What this task involves ::
Copy out the listing below word for word, leaving every line unchanged.
####################
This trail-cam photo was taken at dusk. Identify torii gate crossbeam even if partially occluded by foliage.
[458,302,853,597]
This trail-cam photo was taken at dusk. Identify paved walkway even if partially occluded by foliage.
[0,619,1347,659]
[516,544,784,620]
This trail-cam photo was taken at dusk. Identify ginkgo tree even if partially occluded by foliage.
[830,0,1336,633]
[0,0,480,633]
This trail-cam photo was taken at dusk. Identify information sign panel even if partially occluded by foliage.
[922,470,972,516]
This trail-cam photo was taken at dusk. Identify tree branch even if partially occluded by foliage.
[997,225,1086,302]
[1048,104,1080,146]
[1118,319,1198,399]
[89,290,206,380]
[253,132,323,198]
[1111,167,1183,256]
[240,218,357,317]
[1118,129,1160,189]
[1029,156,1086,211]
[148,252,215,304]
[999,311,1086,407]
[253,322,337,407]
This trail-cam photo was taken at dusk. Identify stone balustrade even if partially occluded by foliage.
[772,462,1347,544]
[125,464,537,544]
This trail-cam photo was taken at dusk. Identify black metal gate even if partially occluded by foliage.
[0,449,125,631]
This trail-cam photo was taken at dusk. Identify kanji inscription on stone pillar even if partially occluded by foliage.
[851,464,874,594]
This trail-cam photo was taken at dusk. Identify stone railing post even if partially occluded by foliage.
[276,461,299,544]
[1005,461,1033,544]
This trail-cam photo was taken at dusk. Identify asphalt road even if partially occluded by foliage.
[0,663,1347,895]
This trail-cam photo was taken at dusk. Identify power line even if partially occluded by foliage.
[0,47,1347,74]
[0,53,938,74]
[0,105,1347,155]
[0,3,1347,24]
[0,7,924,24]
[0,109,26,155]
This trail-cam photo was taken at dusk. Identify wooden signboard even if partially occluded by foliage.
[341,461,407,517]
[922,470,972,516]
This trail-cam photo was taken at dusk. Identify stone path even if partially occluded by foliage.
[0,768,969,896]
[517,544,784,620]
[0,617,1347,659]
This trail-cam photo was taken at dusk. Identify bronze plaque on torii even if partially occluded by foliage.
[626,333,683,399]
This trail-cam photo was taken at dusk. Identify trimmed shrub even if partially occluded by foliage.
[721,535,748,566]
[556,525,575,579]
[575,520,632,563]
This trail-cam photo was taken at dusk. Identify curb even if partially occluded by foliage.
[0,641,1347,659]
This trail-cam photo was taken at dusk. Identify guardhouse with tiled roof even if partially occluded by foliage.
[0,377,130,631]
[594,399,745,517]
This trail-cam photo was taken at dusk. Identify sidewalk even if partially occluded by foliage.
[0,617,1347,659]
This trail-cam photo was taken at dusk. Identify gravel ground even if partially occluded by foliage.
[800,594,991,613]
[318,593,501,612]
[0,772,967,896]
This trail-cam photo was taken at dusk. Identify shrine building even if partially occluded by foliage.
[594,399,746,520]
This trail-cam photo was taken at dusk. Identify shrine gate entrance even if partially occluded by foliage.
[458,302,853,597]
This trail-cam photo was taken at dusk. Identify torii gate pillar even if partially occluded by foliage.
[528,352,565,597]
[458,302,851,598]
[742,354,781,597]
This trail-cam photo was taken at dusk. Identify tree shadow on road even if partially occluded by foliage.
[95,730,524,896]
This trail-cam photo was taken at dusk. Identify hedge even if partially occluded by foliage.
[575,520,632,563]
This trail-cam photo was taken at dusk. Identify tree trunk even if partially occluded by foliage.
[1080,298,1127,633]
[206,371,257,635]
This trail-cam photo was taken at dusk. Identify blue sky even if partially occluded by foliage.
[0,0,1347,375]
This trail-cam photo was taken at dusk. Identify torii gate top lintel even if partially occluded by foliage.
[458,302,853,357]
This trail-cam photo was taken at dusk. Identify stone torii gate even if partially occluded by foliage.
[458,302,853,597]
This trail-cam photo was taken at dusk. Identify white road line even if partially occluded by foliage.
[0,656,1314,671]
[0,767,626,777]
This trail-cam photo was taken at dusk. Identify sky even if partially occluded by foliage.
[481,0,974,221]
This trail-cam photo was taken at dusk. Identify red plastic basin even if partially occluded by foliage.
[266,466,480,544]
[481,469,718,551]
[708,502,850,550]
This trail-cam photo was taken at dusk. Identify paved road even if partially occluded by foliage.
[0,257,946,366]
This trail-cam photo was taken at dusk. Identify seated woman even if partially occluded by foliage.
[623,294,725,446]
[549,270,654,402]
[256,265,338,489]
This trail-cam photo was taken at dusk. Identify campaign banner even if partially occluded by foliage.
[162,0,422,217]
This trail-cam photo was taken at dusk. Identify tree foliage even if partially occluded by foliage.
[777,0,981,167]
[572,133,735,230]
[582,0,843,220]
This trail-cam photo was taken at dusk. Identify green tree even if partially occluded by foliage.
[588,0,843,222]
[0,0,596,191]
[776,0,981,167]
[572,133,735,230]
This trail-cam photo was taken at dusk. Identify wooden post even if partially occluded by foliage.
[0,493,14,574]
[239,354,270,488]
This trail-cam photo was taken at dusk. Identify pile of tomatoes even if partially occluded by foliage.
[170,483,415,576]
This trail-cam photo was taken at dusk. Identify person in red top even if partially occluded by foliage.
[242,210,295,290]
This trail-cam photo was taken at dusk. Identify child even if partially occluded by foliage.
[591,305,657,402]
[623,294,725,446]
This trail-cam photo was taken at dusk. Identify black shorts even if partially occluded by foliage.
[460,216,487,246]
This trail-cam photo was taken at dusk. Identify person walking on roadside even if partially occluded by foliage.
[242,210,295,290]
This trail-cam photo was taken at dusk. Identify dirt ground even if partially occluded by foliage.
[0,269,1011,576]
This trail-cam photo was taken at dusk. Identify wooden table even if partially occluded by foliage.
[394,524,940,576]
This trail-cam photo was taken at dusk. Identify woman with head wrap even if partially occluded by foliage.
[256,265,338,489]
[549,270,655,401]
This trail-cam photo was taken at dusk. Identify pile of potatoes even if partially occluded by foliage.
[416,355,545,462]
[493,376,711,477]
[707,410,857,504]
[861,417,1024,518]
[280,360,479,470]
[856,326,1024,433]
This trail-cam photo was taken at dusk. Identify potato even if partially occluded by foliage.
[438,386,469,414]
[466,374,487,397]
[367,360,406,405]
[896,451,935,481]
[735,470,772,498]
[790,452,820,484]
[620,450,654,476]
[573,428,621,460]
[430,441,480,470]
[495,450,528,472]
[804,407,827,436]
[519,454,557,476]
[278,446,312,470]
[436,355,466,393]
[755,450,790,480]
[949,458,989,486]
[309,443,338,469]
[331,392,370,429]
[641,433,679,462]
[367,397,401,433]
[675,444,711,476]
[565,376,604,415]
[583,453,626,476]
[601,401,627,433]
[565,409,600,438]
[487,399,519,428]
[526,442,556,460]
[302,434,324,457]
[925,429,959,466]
####################
Problem solution ::
This trail-cam photo was taken at dusk. Identify torii gate crossbeam even if partially occluded by foliage.
[458,302,853,597]
This trail-cam photo was taken at dusk. Identify paved walkway even if partially occluded by foliage.
[0,619,1347,659]
[516,544,784,620]
This trail-cam photo was taken at dusk. Identify ginkgo tree even if partially occluded by foliage.
[830,0,1336,633]
[0,0,480,633]
This trail-cam photo was taken at dusk. Identify information sign panel even if partially occluded by foliage.
[922,470,972,516]
This trail-cam photo was taken at dusk. Identify tree branch even if partially occluded by foliage.
[997,225,1086,302]
[1048,104,1080,146]
[1118,319,1198,399]
[89,290,206,380]
[253,132,323,198]
[1111,167,1183,256]
[240,218,357,317]
[1118,129,1160,189]
[1029,156,1086,211]
[148,252,215,304]
[999,311,1086,407]
[253,322,337,407]
This trail-cam photo was taken at dusk. Identify stone balustrade even if partially occluded by foliage.
[772,462,1347,544]
[125,464,537,544]
This trail-cam photo was taken at dusk. Identify black metal gate even if partially occluded by foliage.
[0,449,125,631]
This trail-cam photo was taken at dusk. Identify kanji inscription on stone pillar even if partially occluded by foliage.
[851,464,874,594]
This trail-cam photo was taken at dusk. Identify stone railing post even if partially occluded by foliage.
[276,461,299,544]
[1005,461,1033,544]
This trail-cam photo was taken at dusk. Identify asphalt road even if partially occluded by foliage.
[0,663,1347,895]
This trail-cam photo was taken at dusk. Identify power line even if partially occluded by foliage.
[0,47,1347,74]
[0,53,938,74]
[0,105,1347,155]
[0,3,1347,24]
[0,7,924,24]
[0,109,26,155]
This trail-cam photo was taken at dusk. Identify wooden signboard even if partially occluded by foliage.
[341,461,407,517]
[922,470,972,516]
This trail-cam photo was taken at dusk. Identify stone path even if partially occluded by foliage.
[0,768,969,896]
[517,544,784,620]
[0,617,1347,659]
This trail-cam photo was taken at dusk. Identify bronze plaque on torii even if partially occluded by foliage.
[626,333,683,399]
This trail-cam photo was taken at dusk. Identify trimmed shrub even if partially occluded by foliage.
[721,535,748,566]
[556,525,575,579]
[575,520,632,563]
This trail-cam photo was taken at dusk. Identify curb even if partially occluded by foliage.
[0,641,1347,659]
This trail-cam photo was taken at dusk. Identify guardhouse with tiled roof even if partially occluded by foliage.
[0,377,130,631]
[594,399,745,517]
This trail-cam photo was taken at dusk. Identify sidewalk even if partially occluded by foliage.
[0,617,1347,659]
This trail-cam photo was taken at dusk. Identify gravel ground even if partially occluded by foliage.
[800,594,991,613]
[318,593,501,612]
[0,772,967,896]
This trail-cam photo was taken at dusk. Identify shrine building even if partially occluded by foliage.
[594,399,746,520]
This trail-cam photo was taken at dusk. Identify shrine gate entrance even if partially occluded by foliage.
[458,302,853,597]
This trail-cam photo was taken at dusk. Identify torii gate pillar even if partially occluded by foliage.
[528,352,565,597]
[458,302,851,598]
[742,354,781,597]
This trail-cam photo was taken at dusk. Identify tree shadow on road even if partially occluded by foliage.
[95,730,524,896]
This trail-cam photo was taken at dusk. Identify hedge even if partially occluded by foliage.
[575,520,632,563]
This trail-cam photo was taken at dusk. Identify tree trunk even if partially occluded by foliage.
[1080,298,1127,633]
[206,371,257,635]
This trail-cam photo was taken at dusk. Identify blue sky even if partially occluded by foliage.
[0,0,1347,375]
This trail-cam photo was taken at dusk. Identify torii gate top lintel even if partially occluded by foliage.
[458,302,853,357]
This trail-cam photo was taken at dusk. Identify stone torii gate even if partially occluded by foliage.
[458,302,853,597]
This trail-cam photo was taken at dusk. Identify white road line even if partially occluded by foliage.
[0,656,1314,671]
[0,767,626,777]
This trail-cam photo was taken at dusk. Identify sky even if partially occluded by foliage.
[481,0,974,221]
This trail-cam photo was taken at dusk. Identify red plastic basin even if partially occluded by foliage.
[266,466,480,544]
[481,469,718,551]
[708,502,850,550]
This trail-cam photo was taken at dusk. Identify paved road even if partially occluded by foliage.
[0,257,946,366]
This trail-cam photo was taken at dusk. Identify seated woman even if partially occluded by foliage.
[623,294,725,446]
[549,270,654,402]
[256,265,338,489]
This trail-cam photo was taken at dusk. Identify campaign banner even if partially occluded by foliage.
[162,0,422,217]
This trail-cam photo was taken at dusk. Identify tree foliage even if partially occluded by foliage.
[777,0,981,167]
[572,133,735,230]
[582,0,843,220]
This trail-cam photo was taken at dusk. Identify green tree even if partially occluded by foliage.
[588,0,843,222]
[0,0,596,191]
[776,0,981,167]
[572,133,735,230]
This trail-cam photo was taken at dusk. Identify wooden post even if partially occluded by foliage.
[0,493,14,574]
[239,354,270,488]
This trail-cam photo was taken at dusk. Identify pile of tomatoes even if partially occluded by foliage.
[170,483,415,576]
This trail-cam photo was taken at dusk. Identify person in red top even if partially occluded by foliage.
[242,210,295,290]
This trail-cam photo was taken at dusk. Identify child even if partially occluded by foliage.
[591,305,657,402]
[623,294,725,446]
This trail-cam photo was taken at dusk. Identify black shorts even if partially occluded by foliage.
[460,216,487,246]
This trail-cam photo was taken at dusk. Identify person walking on roadside even if partially occluded by foliage.
[242,210,295,290]
This trail-cam photo was taken at dusk. Identify dirt ground even if partially occluded by foliage.
[0,269,1011,576]
This trail-cam photo was taken at dusk. Identify wooden table even if partially occluded by foliage.
[394,524,940,576]
This trail-cam photo was taken at dusk. Identify woman with head wrap even if partially occluded by foliage.
[256,265,338,489]
[549,270,655,401]
This trail-cam photo was taken at dusk. Identify pile of potatoes even if partially occluded by foliage.
[416,355,545,462]
[493,376,711,477]
[707,410,857,504]
[861,417,1024,518]
[280,360,479,470]
[856,326,1024,433]
This trail-cam photo was taken at dusk. Identify potato even if partially occluded by foliage.
[438,386,469,414]
[466,374,487,397]
[367,360,406,405]
[896,451,935,481]
[735,470,772,498]
[790,452,820,484]
[620,450,654,476]
[573,428,621,460]
[430,441,480,470]
[495,450,528,472]
[804,407,827,436]
[519,454,557,476]
[278,446,312,470]
[436,355,466,393]
[755,450,790,480]
[949,458,989,486]
[309,443,338,469]
[331,392,370,429]
[641,433,679,462]
[367,397,401,433]
[675,444,711,476]
[565,376,604,415]
[583,453,626,476]
[601,401,627,433]
[565,409,600,438]
[487,399,519,428]
[526,442,556,460]
[302,434,324,457]
[925,429,959,466]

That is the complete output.